** begin EXERCISE INPUT **

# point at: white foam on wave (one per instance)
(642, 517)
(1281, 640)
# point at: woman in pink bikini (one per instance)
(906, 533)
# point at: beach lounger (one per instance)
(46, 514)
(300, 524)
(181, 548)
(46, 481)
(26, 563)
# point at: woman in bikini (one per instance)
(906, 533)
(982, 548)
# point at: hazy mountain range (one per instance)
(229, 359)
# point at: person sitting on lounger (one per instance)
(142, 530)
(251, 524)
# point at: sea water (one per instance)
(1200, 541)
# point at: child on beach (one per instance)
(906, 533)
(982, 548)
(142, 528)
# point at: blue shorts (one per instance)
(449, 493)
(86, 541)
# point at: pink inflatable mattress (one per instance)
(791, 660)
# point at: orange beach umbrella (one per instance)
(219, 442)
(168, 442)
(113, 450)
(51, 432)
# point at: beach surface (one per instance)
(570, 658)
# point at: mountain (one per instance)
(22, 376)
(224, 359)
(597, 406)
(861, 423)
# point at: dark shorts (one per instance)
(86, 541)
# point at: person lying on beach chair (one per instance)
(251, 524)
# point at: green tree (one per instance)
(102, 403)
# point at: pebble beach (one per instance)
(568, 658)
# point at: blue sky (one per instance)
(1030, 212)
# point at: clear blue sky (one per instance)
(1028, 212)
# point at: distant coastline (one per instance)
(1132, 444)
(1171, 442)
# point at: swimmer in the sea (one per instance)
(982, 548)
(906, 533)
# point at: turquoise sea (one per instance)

** end EXERCISE INPUT **

* [SHORT EXERCISE]
Lay out every line of the material above as a JSON list of strings, one string per line, leaving out any blank lines.

* [WRITTEN ANSWER]
[
  "# point at: white foam on wave (one per instance)",
  "(642, 517)",
  "(1281, 640)",
  "# point at: woman in pink bikini (one per instance)",
  "(906, 533)",
  "# point at: beach lounger (one per instance)",
  "(46, 514)",
  "(300, 524)",
  "(181, 548)",
  "(46, 481)",
  "(26, 563)",
  "# point at: woman in bikini (one per instance)",
  "(906, 533)",
  "(982, 548)",
  "# point at: hazy mountain range (one per instance)",
  "(229, 359)",
  "# point at: person sitting on lounger (one per instance)",
  "(142, 530)",
  "(251, 524)",
  "# point at: sea water (one per instance)",
  "(1200, 541)",
  "# point at: child on beach (one per instance)",
  "(906, 533)",
  "(982, 548)",
  "(142, 528)",
  "# point at: blue shorts (one per instance)",
  "(449, 493)",
  "(86, 541)",
  "# point at: pink inflatable mattress (one per instance)",
  "(791, 660)",
  "# point at: orange beach umbrella (one per instance)",
  "(219, 442)",
  "(168, 442)",
  "(113, 450)",
  "(51, 432)",
  "# point at: beach surface (one per instance)",
  "(570, 658)",
  "# point at: mountain (one per instance)",
  "(22, 376)",
  "(224, 359)",
  "(597, 406)",
  "(861, 423)",
  "# point at: dark shorts (one per instance)",
  "(86, 541)",
  "# point at: person lying on beach chair (one per instance)",
  "(251, 524)",
  "# point at: green tree (one per instance)",
  "(102, 403)",
  "# point at: pebble beach (one per instance)",
  "(568, 658)",
  "# point at: blue sky (one per instance)",
  "(1030, 212)",
  "# point at: clear blue sky (one per instance)",
  "(1028, 212)",
  "# point at: distant coastline (one per instance)",
  "(1132, 444)",
  "(1171, 442)",
  "# point at: swimmer in the sea (one per instance)",
  "(982, 548)",
  "(906, 533)",
  "# point at: turquoise sea (one per instance)"
]